Excerpted text ::
┄┄┄┄┄┄
The weighting plan for the survey was a multi-stage sequential process of weighting the achieved sample to correct for sampling and non-sampling biases in the final sample. The first stage in the sample weighting procedures was designed to correct the cases in the completed sample for known selection biases in the sampling procedures. At the household selection stage, a random digit dialing process will give households with more than one telephone number an unequal likelihood of selection. Nationally, about 18% of households selected by random digit dialing will have more than one telephone number. This selection bias was corrected by giving each household a first stage weight equal to the inverse of the number of different telephone numbers in the household, up to a maximum of three phone numbers..

The second step in the weighting process was to correct for selection procedures that yielded unequal probability of selection within sampled households. Although the survey was designed as a population survey, only one eligible person per household could be interviewed (because multiple interviews per household are burdensome and introduce additional design effects into the survey estimates). A respondent's probability for selection is inverse to the size (number of other eligible adults) of the household. Hence, the second stage weight was equal to the number of eligible respondents within the household.

The next step in the weighting process was to correct the study design for deliberate disproportionate selection of younger population subsets in the sample design. The survey included both a cross-sectional sample of 3,000 respondents, aged 16 and older, and an oversample of 1,000 persons, aged 16 to 39 years old. Hence, the total achieved sample yielded a disproportionate sample distribution by age. A third stage weight was used to correct the achieved sample for disproportionate sampling by dividing the expected population distribution, based on Census projections, by the achieved sample distribution on the stratification variables. Specifically, the third stage weight corrected the sample to the cell distribution of the population for six age cohorts (16-24, 25-34, 35-44, 45-54, 55-64, and 65 or older) by gender, using the Census Population Projections for Age, Sex and Race for 1998. After these corrections were made, no further weighting by other Census characteristics (e.g., race) was considered necessary or desirable.
┄┄┄┄┄┄
Dataset excerpt:
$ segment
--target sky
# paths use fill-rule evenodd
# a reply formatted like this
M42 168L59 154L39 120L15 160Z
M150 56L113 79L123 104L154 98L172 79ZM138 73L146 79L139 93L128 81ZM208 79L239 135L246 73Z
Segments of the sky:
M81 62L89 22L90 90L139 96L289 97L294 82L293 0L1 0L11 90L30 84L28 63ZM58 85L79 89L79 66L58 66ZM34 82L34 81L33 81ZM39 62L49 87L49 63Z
┄┄┄┄┄┄
Tasks to perform ::
• 1. Output the part of the survey weighting text between "The second step" and "within the household.", inclusive.
• 2. Render this sentence from the survey weighting text in Spanish: "Nationally, about 18% of households selected by random digit dialing will have more than one telephone number."
• 3. According to the survey weighting text, what ages did the oversample of 1,000 persons cover?
The items are separate material, unrelated to the survey weighting text.

Answers in order ::
• 1.
The second step in the weighting process was to correct for selection procedures that yielded unequal probability of selection within sampled households. Although the survey was designed as a population survey, only one eligible person per household could be interviewed (because multiple interviews per household are burdensome and introduce additional design effects into the survey estimates). A respondent's probability for selection is inverse to the size (number of other eligible adults) of the household. Hence, the second stage weight was equal to the number of eligible respondents within the household.

• 2. A nivel nacional, alrededor del 18 % de los hogares seleccionados mediante marcación aleatoria de dígitos tendrán más de un número de teléfono.

• 3. The oversample covered persons aged 16 to 39 years old.